• _EXCERPT_:
____

Isaac Donkoh, 23 — known as Young Dizz — groomed youngsters with free meals in chicken and bagel shops before encouraging them to torture rivals to protect postcode territory.

How police caught Donkoh — who featured on former BBC DJ Tim Westwood’s YouTube channel — will be shown tonight on BBC1. It comes as police warned about gang grooming.

Detectives had been investigating the rapper’s Beckton-based 6th gang for 10 months when they learned that Donkoh and four teenage accomplices had kidnapped a 16-year-old in August last year.

The boy was ambushed in Barking and dragged into a car. He was punched, had two plastic bags put over his head and was forced to strip naked as Donkoh filmed on his phone and threatened to “cut him up”.

Snaresbrook crown court heard he was tortured for two hours and forced to beg his parents for £1,500. Donkoh, the self-styled “Prince of the 6th” in his E6 postcode, boasted in a music video: “Like how many times have I cheffed [stabbed] him? How’s he still alive, it don’t make sense? It’s kidnap squad at your door. It’s a kidnap, get on the floor.”

Detective Chief Inspector Jim McKee said Donkoh’s syndicate recruited those aged 14 and above “to commit serious violence” then used drill music to espouse crime.

He said that drill music “translates into real violence. It’s not art, it’s espousing and promoting real violence”. Gang members rose up the 6th‘s hierarchy by ripping off drug dealers and meting out violence to senior rivals.

The Met today warned parents to look out for the signs of gang grooming. Detective Sergeant Joe McClenaghan said: “If you watch Donkoh’s videos, he paraded himself as the big man who was in charge. You would see young men flocking around him like a film star.

____

• _RECORD EXTRACTS_:
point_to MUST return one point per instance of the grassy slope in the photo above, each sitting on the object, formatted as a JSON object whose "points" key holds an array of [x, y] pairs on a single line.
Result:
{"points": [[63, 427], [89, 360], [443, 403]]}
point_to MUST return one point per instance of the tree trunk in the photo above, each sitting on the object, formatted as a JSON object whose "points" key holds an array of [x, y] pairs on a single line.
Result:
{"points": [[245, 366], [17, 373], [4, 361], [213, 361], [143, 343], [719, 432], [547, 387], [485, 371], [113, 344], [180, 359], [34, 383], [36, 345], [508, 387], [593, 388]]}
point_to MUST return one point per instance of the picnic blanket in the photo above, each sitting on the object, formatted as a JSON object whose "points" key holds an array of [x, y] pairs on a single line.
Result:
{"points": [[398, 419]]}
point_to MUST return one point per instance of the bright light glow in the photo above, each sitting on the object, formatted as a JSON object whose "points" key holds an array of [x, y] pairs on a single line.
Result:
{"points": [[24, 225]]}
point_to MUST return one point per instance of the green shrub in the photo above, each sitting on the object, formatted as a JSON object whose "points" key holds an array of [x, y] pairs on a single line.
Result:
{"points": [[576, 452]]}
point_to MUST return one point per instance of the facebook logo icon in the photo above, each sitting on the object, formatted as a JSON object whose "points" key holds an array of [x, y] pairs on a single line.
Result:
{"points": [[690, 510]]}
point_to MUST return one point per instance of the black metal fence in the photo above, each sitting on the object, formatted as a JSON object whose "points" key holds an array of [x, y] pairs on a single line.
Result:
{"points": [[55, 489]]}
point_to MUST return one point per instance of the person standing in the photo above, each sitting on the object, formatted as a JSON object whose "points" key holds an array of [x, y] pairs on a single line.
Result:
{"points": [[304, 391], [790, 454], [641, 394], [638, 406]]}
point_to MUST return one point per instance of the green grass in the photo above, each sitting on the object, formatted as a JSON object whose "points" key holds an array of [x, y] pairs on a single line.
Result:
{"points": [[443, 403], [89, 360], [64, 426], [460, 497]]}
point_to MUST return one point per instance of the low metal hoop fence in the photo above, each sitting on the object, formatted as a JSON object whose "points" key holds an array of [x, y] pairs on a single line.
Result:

____

• _CHALLENGE A_:
Summarize the report on the Young Dizz case in two sentences.
• _CHALLENGE B_:
Turn the paragraph of the Young Dizz report that begins "The boy was ambushed" into a short bulleted list of what was done to him.

• _EXERCISE SOLUTION A_:
Isaac Donkoh, a 23-year-old rapper known as Young Dizz, groomed youngsters with free meals before encouraging them to torture rivals to protect postcode territory, and he and four teenage accomplices kidnapped a 16-year-old, who was tortured for two hours and forced to beg his parents for £1,500. A detective chief inspector said Donkoh's syndicate recruited those aged 14 and above to commit serious violence and used drill music to espouse crime, and the Met warned parents to look out for the signs of gang grooming.

• _EXERCISE SOLUTION B_:
- Ambushed in Barking and dragged into a car
- Punched
- Had two plastic bags put over his head
- Forced to strip naked while Donkoh filmed on his phone and threatened to "cut him up"